Coachlines - October 2020

04.10.20 Liveryman Mike Goggin

D-Day landing craft’s voyage home


This is about Landing Craft 7074 but first, let me tell you about another secret on the Hampshire coast, writes Liveryman Mike Goggin. Late March 2020 and lockdown properly arrived. Working from home became the new norm forced upon the working population. It eventually morphed into working from anywhere when coffee shops reopened in the summer.

Alessia and I had spent a considerable amount of time during 2019 discussing where we could live, a location that offered at least the smell [if not the view] of the sea and a straightforward commute one or two days a week into London. We didn’t need to stay in Surrey any longer, as nice as it is, we wanted to be somewhere offering easy walking distance to the sea.

Brighton, Hove, Shoreham-by-Sea, North Lancing and Worthing were the places we knew. We looked at a lot of properties, but we found nothing that ticked enough boxes for us. Then in July, we read an update on FaceBook that friends had posted, they had moved to Southsea and they were loving it. On reading that post I remembered only one thing about Southsea, the Isle of Wight hovercraft terminal. I had taken that noisy and smoky mode of transport to the Isle of Wight in the mid-90s. I can confirm it’s still running and still noisy.

..........

» **Prompt**
Reproduce the Coachlines article on the D-Day landing craft's voyage home word for word, from its heading to its final sentence.

» **Given information**
..........

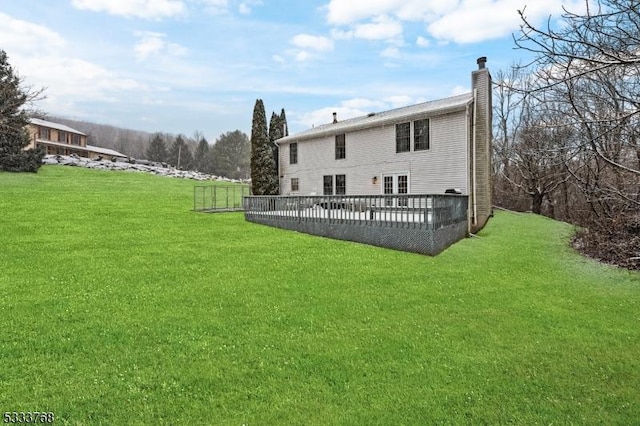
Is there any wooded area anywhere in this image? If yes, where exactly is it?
[494,0,640,269]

..........

» **Answer for this exercise**
Coachlines - October 2020

04.10.20 Liveryman Mike Goggin

D-Day landing craft’s voyage home


This is about Landing Craft 7074 but first, let me tell you about another secret on the Hampshire coast, writes Liveryman Mike Goggin. Late March 2020 and lockdown properly arrived. Working from home became the new norm forced upon the working population. It eventually morphed into working from anywhere when coffee shops reopened in the summer.

Alessia and I had spent a considerable amount of time during 2019 discussing where we could live, a location that offered at least the smell [if not the view] of the sea and a straightforward commute one or two days a week into London. We didn’t need to stay in Surrey any longer, as nice as it is, we wanted to be somewhere offering easy walking distance to the sea.

Brighton, Hove, Shoreham-by-Sea, North Lancing and Worthing were the places we knew. We looked at a lot of properties, but we found nothing that ticked enough boxes for us. Then in July, we read an update on FaceBook that friends had posted, they had moved to Southsea and they were loving it. On reading that post I remembered only one thing about Southsea, the Isle of Wight hovercraft terminal. I had taken that noisy and smoky mode of transport to the Isle of Wight in the mid-90s. I can confirm it’s still running and still noisy.